__Task objective__
Edit the rows below by replacing "even-odd rule" with "nonzero winding rule" everywhere it occurs, leaving the rest unchanged.

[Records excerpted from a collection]
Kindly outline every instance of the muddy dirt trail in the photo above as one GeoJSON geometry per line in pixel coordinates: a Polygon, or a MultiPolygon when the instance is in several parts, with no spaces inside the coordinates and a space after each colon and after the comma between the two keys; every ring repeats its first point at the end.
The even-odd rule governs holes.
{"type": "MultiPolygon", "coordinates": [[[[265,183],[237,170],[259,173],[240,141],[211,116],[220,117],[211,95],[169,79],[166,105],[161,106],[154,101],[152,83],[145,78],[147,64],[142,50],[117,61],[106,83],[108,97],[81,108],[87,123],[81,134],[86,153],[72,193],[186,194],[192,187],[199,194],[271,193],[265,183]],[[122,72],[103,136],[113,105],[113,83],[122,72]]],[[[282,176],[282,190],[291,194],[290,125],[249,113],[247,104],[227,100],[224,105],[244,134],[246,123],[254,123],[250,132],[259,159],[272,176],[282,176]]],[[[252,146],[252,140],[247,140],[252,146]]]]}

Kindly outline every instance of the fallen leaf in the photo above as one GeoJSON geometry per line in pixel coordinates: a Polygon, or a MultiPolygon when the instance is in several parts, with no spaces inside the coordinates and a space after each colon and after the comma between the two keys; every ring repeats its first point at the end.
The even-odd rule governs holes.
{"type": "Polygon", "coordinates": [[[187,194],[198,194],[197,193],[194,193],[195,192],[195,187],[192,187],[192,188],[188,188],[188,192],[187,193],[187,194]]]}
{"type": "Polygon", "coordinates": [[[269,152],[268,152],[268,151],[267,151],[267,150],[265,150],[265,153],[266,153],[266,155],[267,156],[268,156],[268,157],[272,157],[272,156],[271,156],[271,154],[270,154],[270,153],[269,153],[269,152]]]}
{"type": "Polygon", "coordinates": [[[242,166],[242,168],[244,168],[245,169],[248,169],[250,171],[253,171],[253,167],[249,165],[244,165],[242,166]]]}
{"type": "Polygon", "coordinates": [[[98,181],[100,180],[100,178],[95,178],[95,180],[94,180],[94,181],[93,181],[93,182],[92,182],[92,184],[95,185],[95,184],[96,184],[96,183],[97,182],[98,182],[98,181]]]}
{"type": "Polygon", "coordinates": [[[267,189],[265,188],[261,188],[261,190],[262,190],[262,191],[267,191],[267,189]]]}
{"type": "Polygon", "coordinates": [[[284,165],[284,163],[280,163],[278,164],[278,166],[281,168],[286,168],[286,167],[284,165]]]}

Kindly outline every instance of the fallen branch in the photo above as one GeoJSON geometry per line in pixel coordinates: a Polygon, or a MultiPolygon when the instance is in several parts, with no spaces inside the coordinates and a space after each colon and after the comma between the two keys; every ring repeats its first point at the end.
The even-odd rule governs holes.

__Solution to this task__
Kindly outline every instance of the muddy dirt trail in the photo above as one GeoJSON geometry per line in pixel coordinates: a Polygon, or a MultiPolygon when the instance is in several parts, with no spaces inside the coordinates and a space after each colon and after the comma between the two keys; every ring repeats its first point at the end.
The nonzero winding rule governs holes.
{"type": "MultiPolygon", "coordinates": [[[[265,183],[237,170],[259,173],[240,141],[211,116],[220,117],[211,95],[169,79],[166,105],[161,106],[154,101],[152,83],[145,78],[147,64],[142,50],[117,61],[106,83],[108,97],[81,108],[87,123],[81,134],[86,153],[72,193],[186,194],[192,187],[199,194],[271,193],[265,183]],[[122,72],[103,136],[113,105],[113,83],[122,72]]],[[[282,176],[282,190],[291,194],[290,125],[249,113],[247,104],[227,100],[224,105],[244,134],[246,123],[254,123],[250,132],[259,159],[272,176],[282,176]]],[[[252,146],[252,140],[247,140],[252,146]]]]}

Kindly outline every instance of the fallen leaf in the photo above as one GeoJSON geometry per line in pixel coordinates: a Polygon, or a MultiPolygon when the instance is in several parts, with no spaces inside the coordinates and a space after each colon and after the comma between the two keys; every ring repeats its first point at the end.
The nonzero winding rule governs holes.
{"type": "Polygon", "coordinates": [[[187,194],[198,194],[197,193],[194,193],[195,192],[195,187],[192,187],[192,188],[188,188],[188,192],[187,193],[187,194]]]}
{"type": "Polygon", "coordinates": [[[269,152],[268,152],[268,151],[267,151],[267,150],[265,150],[265,153],[266,153],[266,155],[267,156],[268,156],[268,157],[272,157],[272,156],[271,156],[271,154],[270,154],[270,153],[269,153],[269,152]]]}
{"type": "Polygon", "coordinates": [[[242,166],[242,168],[244,168],[245,169],[248,169],[250,171],[253,171],[253,167],[249,165],[244,165],[242,166]]]}
{"type": "Polygon", "coordinates": [[[98,181],[100,180],[100,178],[95,178],[95,180],[94,180],[94,181],[93,181],[93,182],[92,182],[92,184],[95,185],[95,184],[96,184],[96,183],[97,182],[98,182],[98,181]]]}
{"type": "Polygon", "coordinates": [[[267,189],[265,188],[261,188],[261,190],[262,190],[262,191],[267,191],[267,189]]]}
{"type": "Polygon", "coordinates": [[[284,165],[284,163],[280,163],[278,164],[278,166],[281,168],[286,168],[286,167],[284,165]]]}

Kindly outline every instance of the fallen branch in the photo above as one GeoJSON geometry per line in pixel coordinates: a Polygon, or a MultiPolygon when the instance is in several parts, with no spaces inside the coordinates and a space after each colon and after the comma between the two keys; every ring repeats its first point at the end.
The nonzero winding rule governs holes.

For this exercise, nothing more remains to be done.